Data:
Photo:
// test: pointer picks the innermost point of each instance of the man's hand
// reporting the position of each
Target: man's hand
==
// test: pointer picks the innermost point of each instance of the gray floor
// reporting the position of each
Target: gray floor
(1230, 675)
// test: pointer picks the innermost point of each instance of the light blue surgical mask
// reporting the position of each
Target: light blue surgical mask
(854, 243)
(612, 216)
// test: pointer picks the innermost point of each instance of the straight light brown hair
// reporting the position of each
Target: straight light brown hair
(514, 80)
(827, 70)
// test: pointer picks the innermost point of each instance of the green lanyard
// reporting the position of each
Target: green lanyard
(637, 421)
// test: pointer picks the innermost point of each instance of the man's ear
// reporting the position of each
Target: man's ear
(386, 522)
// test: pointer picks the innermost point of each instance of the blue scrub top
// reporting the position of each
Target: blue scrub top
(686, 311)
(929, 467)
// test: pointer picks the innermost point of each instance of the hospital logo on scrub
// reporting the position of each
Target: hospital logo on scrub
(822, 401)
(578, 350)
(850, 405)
--
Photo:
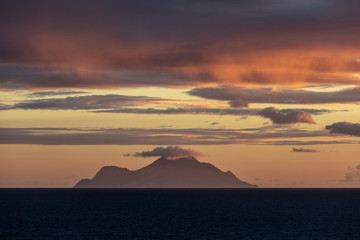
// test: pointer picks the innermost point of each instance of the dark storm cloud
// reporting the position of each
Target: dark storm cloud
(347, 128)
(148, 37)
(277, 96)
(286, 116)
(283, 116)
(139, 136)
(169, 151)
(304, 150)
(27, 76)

Exercise requirements: Whenever the word "pointer" occurs in a line above, copy that line.

Solution for this task:
// test: pointer picks the innermost point of each instance of the man's hand
// test: pointer picks the innermost point of each instance of the gray floor
// test: pointer picks the innermost point of each instance of the light blue surgical mask
// test: pointer picks the innermost point of each instance of the straight light brown hair
// test: pointer picks the innermost point of each instance of the green lanyard
// test: pointer picks the innermost point of each instance of the man's ear
// test: pointer picks the innermost point of each instance of the blue scrub top
// test: pointer picks the innermost point of each instance of the hospital logo on scrub
// test: pointer picks the innermost point of each instance of the dark storm cloud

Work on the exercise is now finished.